**** EXTRACTED DATA

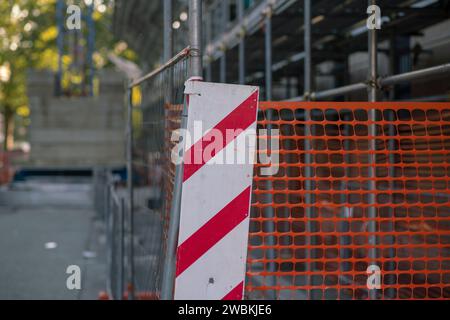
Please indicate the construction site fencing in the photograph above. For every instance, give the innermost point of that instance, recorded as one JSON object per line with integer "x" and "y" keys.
{"x": 110, "y": 204}
{"x": 360, "y": 189}
{"x": 6, "y": 171}
{"x": 156, "y": 102}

********

__EXERCISE INSTRUCTIONS__
With the pictures left out, return the listing above exactly as it stands.

__YOUR SOLUTION__
Please indicate the construction site fencing in the photograph above. For every instance, give the innermost point of that instance, recorded as one JSON object per line with integer "x" and "y" keys.
{"x": 110, "y": 204}
{"x": 360, "y": 189}
{"x": 6, "y": 171}
{"x": 156, "y": 102}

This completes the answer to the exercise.